### Problem description
Rewrite the entries as a JSON list of strings, one string per line and no blank lines. Begin at the line that contains "target: night sky" and stop after the last line of the entries.

--- Start ---

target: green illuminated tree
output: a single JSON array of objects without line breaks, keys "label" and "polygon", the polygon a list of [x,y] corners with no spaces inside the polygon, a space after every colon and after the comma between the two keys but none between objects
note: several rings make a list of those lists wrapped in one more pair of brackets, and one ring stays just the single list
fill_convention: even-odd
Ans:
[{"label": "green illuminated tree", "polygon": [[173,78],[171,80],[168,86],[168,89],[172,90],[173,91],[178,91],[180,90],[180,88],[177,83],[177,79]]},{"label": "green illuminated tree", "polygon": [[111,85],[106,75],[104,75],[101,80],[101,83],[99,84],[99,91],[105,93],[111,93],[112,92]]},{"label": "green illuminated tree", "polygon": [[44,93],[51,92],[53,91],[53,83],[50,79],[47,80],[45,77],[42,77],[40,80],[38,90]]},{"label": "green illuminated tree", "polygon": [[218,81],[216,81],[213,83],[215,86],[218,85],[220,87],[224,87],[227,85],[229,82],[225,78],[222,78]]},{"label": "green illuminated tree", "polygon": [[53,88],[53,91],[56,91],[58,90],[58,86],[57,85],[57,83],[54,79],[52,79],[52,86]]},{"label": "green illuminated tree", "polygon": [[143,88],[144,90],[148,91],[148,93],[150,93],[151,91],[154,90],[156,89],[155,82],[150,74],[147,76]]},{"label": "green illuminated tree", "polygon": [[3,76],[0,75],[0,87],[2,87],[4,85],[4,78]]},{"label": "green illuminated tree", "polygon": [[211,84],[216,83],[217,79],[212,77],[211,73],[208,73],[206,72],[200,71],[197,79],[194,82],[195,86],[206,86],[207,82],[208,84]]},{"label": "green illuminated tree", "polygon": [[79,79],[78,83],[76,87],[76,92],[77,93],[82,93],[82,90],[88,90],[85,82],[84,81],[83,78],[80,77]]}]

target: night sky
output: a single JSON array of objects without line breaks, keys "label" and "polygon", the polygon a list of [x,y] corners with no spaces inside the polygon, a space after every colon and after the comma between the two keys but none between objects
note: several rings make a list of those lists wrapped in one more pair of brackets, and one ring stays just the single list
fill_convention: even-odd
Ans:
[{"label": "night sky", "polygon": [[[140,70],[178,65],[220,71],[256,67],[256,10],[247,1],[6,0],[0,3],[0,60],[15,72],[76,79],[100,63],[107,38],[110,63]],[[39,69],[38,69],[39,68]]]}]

--- End ---

### Written response
[
  "target: night sky",
  "output: a single JSON array of objects without line breaks, keys \"label\" and \"polygon\", the polygon a list of [x,y] corners with no spaces inside the polygon, a space after every colon and after the comma between the two keys but none between objects",
  "note: several rings make a list of those lists wrapped in one more pair of brackets, and one ring stays just the single list",
  "fill_convention: even-odd",
  "Ans:",
  "[{\"label\": \"night sky\", \"polygon\": [[[140,70],[178,65],[220,71],[256,67],[256,10],[247,1],[6,0],[0,3],[0,60],[15,72],[76,79],[100,63],[107,38],[110,63]],[[39,69],[38,69],[39,68]]]}]"
]